== Given problem ==
Print out the entries below with no edits.

== Records for processing ==

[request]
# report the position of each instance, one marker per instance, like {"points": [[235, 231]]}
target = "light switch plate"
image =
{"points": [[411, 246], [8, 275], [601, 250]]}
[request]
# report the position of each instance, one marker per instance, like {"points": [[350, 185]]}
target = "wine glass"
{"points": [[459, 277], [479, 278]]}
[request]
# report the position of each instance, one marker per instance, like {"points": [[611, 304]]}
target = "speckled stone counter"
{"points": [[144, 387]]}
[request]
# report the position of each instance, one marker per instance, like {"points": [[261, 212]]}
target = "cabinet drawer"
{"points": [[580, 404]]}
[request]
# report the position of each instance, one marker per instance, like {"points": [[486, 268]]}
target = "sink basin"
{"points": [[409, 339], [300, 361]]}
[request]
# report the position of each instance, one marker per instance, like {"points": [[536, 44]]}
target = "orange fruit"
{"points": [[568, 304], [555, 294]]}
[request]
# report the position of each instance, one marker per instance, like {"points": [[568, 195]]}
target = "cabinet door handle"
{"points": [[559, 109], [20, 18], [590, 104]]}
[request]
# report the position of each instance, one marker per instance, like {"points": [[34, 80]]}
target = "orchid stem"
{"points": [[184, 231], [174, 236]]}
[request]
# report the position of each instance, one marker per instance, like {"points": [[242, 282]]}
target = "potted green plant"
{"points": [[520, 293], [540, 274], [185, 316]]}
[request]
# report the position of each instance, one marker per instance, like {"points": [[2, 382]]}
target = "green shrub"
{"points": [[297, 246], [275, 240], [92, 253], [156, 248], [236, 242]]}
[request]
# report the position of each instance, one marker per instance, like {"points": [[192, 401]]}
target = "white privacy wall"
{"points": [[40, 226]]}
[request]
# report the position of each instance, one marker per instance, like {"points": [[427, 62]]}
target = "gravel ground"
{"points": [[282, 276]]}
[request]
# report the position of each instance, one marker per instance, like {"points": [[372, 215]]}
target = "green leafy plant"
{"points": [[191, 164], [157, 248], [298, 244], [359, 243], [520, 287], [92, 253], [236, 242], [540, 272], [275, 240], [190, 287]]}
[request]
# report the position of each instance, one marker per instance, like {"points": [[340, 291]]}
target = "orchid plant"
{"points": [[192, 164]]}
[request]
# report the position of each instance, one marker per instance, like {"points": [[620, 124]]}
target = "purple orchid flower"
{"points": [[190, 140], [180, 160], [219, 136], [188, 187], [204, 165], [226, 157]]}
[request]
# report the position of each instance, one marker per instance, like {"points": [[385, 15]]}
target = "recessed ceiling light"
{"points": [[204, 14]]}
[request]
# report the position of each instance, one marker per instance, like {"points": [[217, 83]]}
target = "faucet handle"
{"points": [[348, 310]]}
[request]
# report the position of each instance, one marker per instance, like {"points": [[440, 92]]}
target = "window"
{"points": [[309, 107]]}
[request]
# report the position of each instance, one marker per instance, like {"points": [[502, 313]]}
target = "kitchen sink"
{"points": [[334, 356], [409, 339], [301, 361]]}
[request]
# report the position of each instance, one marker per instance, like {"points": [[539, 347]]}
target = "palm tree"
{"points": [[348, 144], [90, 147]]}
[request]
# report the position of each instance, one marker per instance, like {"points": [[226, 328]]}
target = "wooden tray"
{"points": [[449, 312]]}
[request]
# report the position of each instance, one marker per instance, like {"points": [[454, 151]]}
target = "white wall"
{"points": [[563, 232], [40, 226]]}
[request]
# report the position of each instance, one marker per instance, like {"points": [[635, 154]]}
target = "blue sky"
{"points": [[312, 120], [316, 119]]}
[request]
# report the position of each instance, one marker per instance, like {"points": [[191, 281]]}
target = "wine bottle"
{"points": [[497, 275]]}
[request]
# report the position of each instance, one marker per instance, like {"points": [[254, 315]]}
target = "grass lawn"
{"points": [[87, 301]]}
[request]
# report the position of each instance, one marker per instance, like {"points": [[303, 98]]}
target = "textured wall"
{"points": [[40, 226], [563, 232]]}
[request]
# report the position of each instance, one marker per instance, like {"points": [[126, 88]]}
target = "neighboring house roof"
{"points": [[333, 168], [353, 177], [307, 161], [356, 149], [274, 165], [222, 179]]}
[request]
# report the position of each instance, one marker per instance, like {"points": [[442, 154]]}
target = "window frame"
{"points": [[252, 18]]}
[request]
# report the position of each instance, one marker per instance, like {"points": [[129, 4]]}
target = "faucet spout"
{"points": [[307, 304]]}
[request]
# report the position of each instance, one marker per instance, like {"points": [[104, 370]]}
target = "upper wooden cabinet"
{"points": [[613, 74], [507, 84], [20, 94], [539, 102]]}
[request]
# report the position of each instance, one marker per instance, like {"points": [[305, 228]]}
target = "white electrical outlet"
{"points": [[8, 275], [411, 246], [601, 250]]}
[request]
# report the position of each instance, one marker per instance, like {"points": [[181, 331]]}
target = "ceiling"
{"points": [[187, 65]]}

== Response to this task ==
[request]
# report the position of each instance, one marker per instance, like {"points": [[235, 231]]}
target = "light switch plate"
image =
{"points": [[411, 246], [8, 275], [601, 250]]}
[request]
# report the position of each instance, one marker per instance, like {"points": [[350, 185]]}
target = "wine glass"
{"points": [[459, 277], [479, 278]]}
[request]
# report the position of each instance, one marker per instance, like {"points": [[611, 304]]}
target = "speckled stone counter"
{"points": [[144, 387]]}
[request]
# report the position of each instance, one marker per instance, like {"points": [[261, 212]]}
target = "cabinet drawer"
{"points": [[580, 404]]}
[request]
# report the position of each instance, one marker per instance, like {"points": [[486, 268]]}
target = "sink basin"
{"points": [[409, 339], [300, 361]]}
[request]
# report the position of each instance, one marker per instance, like {"points": [[536, 44]]}
target = "orange fruit"
{"points": [[568, 304], [555, 294]]}
[request]
# report the position of each instance, one marker per instance, like {"points": [[568, 195]]}
target = "cabinet door handle"
{"points": [[559, 109], [20, 18], [590, 104]]}
[request]
# report the position of each instance, one marker per instance, like {"points": [[34, 80]]}
target = "orchid stem"
{"points": [[184, 231], [174, 236]]}
[request]
# report the position of each instance, one marker per instance, like {"points": [[242, 282]]}
target = "potted green plant"
{"points": [[520, 293], [540, 274], [185, 316]]}
[request]
# report the position of each instance, one marker per instance, like {"points": [[2, 382]]}
target = "green shrub"
{"points": [[297, 246], [275, 240], [92, 253], [156, 248], [236, 242]]}
[request]
# report the position of each instance, one marker per instance, like {"points": [[192, 401]]}
target = "white privacy wall"
{"points": [[40, 226]]}
[request]
# report the position of each instance, one marker per instance, like {"points": [[427, 62]]}
target = "gravel ground"
{"points": [[282, 276]]}
[request]
# report the position of each instance, one marker per instance, like {"points": [[372, 215]]}
target = "green leafy plant"
{"points": [[191, 164], [157, 248], [298, 244], [359, 243], [520, 287], [92, 253], [236, 242], [540, 272], [275, 240], [190, 287]]}
[request]
# report the position of each instance, one marker per instance, like {"points": [[340, 291]]}
target = "orchid plant"
{"points": [[192, 164]]}
[request]
# report the position of each instance, one marker per instance, like {"points": [[620, 124]]}
target = "purple orchid flower"
{"points": [[190, 140], [180, 160], [219, 136], [188, 187], [204, 165], [226, 157]]}
[request]
# report the position of each instance, one marker per instance, like {"points": [[385, 15]]}
target = "recessed ceiling light"
{"points": [[204, 14]]}
[request]
# report the position of each instance, one marker per instance, like {"points": [[217, 83]]}
target = "faucet handle"
{"points": [[348, 310]]}
[request]
# report the position of each instance, one marker per instance, like {"points": [[440, 92]]}
target = "window"
{"points": [[309, 107]]}
[request]
# report the position of each instance, one marker per instance, like {"points": [[502, 313]]}
target = "kitchen sink"
{"points": [[334, 356], [409, 339], [301, 361]]}
[request]
# report the position of each instance, one marker per instance, like {"points": [[539, 347]]}
target = "palm tree"
{"points": [[348, 144], [90, 147]]}
[request]
# report the position of each instance, one marker per instance, like {"points": [[226, 328]]}
target = "wooden tray"
{"points": [[449, 312]]}
[request]
# report the position of each instance, one marker per instance, like {"points": [[454, 151]]}
target = "white wall"
{"points": [[563, 232], [40, 226]]}
[request]
# report the position of each instance, one marker per instance, like {"points": [[635, 154]]}
target = "blue sky"
{"points": [[312, 120], [316, 119]]}
[request]
# report the position of each instance, one marker per instance, like {"points": [[191, 281]]}
target = "wine bottle"
{"points": [[497, 275]]}
[request]
# report the position of each instance, one marker per instance, like {"points": [[254, 315]]}
target = "grass lawn"
{"points": [[87, 301]]}
[request]
# report the position of each instance, one marker per instance, like {"points": [[303, 98]]}
target = "textured wall"
{"points": [[40, 226], [563, 232]]}
[request]
# report the position of each instance, one marker per instance, like {"points": [[126, 88]]}
target = "neighboring house roof"
{"points": [[333, 168], [353, 177], [307, 161], [356, 149], [274, 165], [222, 179]]}
[request]
# report the position of each instance, one marker per instance, like {"points": [[442, 154]]}
target = "window frame"
{"points": [[252, 18]]}
[request]
# report the position of each instance, one marker per instance, like {"points": [[129, 4]]}
target = "faucet spout"
{"points": [[307, 304]]}
[request]
# report the position of each instance, one marker per instance, like {"points": [[104, 370]]}
target = "upper wooden cabinet"
{"points": [[613, 74], [507, 84], [20, 94], [539, 102]]}
[request]
# report the position of each instance, one marker per instance, like {"points": [[305, 228]]}
target = "white electrical outlet"
{"points": [[8, 275], [411, 246], [601, 250]]}
[request]
# report the position of each instance, one marker per instance, like {"points": [[181, 331]]}
target = "ceiling"
{"points": [[187, 65]]}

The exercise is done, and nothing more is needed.